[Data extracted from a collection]
=== Section Start ===

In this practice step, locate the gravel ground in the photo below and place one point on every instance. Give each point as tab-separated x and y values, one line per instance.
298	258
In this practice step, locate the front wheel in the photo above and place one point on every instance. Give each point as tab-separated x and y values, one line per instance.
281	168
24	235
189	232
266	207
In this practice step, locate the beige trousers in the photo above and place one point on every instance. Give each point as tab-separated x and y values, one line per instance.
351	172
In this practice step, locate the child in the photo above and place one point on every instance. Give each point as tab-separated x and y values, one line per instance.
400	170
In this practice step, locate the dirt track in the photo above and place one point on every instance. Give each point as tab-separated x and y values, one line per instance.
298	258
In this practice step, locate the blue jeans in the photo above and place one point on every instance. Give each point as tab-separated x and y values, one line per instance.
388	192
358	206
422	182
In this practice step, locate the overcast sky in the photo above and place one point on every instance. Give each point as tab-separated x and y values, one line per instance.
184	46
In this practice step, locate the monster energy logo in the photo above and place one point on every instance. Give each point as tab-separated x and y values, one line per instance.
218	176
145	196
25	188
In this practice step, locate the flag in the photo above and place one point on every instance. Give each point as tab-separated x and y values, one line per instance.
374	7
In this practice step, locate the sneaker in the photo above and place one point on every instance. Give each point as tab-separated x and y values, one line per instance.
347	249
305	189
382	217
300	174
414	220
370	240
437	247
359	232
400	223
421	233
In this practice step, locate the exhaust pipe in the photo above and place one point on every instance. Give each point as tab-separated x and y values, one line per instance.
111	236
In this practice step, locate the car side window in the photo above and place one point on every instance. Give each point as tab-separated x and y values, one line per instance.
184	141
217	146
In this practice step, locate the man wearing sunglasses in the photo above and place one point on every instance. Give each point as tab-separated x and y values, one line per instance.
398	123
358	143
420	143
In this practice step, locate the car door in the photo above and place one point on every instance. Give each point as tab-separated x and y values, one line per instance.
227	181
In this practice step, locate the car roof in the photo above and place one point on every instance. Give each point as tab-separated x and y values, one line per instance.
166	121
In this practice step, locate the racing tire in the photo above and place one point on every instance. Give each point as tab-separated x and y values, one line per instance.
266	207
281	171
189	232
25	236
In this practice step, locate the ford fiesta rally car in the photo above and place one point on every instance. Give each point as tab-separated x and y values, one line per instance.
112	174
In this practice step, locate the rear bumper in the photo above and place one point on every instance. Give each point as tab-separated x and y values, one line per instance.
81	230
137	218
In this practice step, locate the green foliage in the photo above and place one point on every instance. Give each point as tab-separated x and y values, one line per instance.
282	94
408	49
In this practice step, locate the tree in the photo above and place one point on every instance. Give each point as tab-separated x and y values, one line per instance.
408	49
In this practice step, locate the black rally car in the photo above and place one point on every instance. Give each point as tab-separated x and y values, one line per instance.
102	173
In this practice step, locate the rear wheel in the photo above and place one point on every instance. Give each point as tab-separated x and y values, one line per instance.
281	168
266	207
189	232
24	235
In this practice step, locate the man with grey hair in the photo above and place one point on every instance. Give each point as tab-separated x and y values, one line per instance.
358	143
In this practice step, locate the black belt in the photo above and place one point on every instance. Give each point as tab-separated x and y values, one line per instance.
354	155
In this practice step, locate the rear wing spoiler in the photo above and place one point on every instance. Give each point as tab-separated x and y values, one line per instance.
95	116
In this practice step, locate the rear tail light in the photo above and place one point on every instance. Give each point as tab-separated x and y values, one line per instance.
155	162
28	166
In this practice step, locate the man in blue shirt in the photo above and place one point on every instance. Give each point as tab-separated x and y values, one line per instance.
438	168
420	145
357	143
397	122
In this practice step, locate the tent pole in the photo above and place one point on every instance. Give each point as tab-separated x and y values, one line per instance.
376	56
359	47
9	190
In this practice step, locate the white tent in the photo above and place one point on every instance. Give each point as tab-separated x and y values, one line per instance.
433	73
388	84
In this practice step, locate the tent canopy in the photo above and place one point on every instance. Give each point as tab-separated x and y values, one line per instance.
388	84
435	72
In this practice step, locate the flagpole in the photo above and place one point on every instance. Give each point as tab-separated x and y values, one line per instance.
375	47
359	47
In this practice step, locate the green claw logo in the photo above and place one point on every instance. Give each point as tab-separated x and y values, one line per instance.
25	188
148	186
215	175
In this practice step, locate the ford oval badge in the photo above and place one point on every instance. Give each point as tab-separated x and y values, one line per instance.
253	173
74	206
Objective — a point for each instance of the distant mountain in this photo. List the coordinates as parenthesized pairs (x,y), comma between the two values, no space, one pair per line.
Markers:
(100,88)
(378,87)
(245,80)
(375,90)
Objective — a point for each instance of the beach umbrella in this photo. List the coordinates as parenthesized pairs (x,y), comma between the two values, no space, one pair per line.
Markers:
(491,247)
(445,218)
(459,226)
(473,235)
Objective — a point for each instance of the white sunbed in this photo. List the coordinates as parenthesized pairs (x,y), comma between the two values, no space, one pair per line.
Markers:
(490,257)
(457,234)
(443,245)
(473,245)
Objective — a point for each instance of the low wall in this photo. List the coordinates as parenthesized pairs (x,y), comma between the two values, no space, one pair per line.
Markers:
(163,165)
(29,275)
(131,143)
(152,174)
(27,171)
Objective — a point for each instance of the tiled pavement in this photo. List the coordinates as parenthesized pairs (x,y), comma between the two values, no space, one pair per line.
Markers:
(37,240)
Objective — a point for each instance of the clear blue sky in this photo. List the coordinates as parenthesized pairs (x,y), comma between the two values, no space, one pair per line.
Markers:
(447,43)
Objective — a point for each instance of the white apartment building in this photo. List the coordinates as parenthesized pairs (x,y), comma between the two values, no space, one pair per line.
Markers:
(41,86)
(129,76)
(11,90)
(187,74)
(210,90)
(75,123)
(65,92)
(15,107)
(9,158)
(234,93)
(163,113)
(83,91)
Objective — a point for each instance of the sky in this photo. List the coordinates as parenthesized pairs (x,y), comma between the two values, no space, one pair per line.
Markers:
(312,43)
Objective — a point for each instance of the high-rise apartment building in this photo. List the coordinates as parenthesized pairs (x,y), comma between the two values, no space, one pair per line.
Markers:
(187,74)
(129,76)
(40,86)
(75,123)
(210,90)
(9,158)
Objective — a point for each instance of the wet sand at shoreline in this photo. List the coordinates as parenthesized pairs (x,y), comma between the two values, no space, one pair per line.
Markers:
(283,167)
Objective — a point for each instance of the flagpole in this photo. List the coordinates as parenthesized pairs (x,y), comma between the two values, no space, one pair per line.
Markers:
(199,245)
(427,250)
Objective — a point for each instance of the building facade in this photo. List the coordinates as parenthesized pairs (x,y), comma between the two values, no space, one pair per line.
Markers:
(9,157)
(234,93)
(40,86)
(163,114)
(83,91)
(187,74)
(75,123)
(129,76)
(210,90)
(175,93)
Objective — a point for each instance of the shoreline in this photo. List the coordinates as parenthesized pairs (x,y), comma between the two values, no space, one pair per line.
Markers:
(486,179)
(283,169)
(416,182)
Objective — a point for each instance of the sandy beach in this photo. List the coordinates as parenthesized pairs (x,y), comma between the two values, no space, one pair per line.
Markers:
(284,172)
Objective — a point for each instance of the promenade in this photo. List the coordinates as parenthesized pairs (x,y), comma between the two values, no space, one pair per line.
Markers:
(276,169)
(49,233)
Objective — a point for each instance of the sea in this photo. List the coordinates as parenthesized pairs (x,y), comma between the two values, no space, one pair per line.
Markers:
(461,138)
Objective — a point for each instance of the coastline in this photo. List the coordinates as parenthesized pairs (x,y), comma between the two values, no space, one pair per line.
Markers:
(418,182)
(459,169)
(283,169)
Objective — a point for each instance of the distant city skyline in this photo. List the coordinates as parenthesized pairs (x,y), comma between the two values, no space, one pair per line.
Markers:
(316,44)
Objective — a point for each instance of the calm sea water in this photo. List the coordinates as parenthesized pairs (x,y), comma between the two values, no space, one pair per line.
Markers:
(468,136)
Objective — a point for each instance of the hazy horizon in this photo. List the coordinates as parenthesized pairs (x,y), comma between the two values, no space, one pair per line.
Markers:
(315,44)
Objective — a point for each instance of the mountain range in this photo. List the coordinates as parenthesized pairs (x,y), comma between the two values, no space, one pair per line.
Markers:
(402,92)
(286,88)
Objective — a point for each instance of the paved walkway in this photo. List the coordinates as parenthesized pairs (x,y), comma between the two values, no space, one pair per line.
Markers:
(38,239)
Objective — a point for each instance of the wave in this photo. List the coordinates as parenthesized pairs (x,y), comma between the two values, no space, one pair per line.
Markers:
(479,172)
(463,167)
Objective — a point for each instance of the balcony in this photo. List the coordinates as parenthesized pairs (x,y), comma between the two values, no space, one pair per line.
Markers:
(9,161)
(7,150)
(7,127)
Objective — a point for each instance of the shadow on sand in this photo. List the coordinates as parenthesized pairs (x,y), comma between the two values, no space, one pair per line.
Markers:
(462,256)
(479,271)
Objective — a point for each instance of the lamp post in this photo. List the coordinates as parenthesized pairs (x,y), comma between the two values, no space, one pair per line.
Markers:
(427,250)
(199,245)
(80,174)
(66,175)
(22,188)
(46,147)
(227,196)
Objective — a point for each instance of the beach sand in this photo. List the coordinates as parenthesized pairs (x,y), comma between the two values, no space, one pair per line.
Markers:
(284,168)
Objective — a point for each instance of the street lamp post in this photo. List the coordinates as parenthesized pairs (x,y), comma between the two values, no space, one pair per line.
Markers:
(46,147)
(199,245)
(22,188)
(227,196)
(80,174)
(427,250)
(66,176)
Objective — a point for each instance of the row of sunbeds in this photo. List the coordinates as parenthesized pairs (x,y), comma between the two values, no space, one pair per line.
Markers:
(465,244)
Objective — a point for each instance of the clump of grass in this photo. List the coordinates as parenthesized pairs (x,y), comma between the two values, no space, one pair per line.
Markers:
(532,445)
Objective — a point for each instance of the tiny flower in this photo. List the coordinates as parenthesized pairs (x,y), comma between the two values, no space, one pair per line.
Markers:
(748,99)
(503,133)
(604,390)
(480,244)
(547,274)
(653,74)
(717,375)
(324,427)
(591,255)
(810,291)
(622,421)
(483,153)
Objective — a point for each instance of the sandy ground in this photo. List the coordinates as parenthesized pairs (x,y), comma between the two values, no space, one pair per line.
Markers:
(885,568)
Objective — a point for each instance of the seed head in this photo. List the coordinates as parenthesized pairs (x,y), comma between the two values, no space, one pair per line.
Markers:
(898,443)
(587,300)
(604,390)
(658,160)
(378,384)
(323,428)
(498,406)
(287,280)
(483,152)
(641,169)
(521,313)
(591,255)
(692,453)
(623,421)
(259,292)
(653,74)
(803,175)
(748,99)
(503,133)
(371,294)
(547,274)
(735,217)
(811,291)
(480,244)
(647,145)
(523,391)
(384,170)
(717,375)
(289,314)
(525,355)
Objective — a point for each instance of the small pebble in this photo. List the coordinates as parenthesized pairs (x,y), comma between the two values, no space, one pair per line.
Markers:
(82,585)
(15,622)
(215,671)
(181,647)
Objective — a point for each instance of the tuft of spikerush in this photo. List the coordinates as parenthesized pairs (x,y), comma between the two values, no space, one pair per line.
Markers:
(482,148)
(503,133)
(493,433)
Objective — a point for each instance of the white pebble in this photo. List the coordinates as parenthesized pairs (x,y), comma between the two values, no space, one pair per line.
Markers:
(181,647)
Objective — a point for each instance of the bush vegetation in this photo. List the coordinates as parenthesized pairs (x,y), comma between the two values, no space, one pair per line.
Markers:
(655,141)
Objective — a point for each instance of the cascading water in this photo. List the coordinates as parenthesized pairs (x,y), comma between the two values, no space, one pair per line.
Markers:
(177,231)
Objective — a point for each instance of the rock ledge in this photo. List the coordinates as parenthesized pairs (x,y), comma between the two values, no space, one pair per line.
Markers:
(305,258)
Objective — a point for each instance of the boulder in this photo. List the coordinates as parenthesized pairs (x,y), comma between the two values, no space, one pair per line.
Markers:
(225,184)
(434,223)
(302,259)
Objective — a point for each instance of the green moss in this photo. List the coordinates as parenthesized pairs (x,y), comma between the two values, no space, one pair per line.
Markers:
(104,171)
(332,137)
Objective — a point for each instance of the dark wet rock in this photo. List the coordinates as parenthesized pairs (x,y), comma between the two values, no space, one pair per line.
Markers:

=== Section End ===

§ **What is expected**
Reply with nothing but the number of lines in the data that include the word "apartment".

§ **Exercise response**
2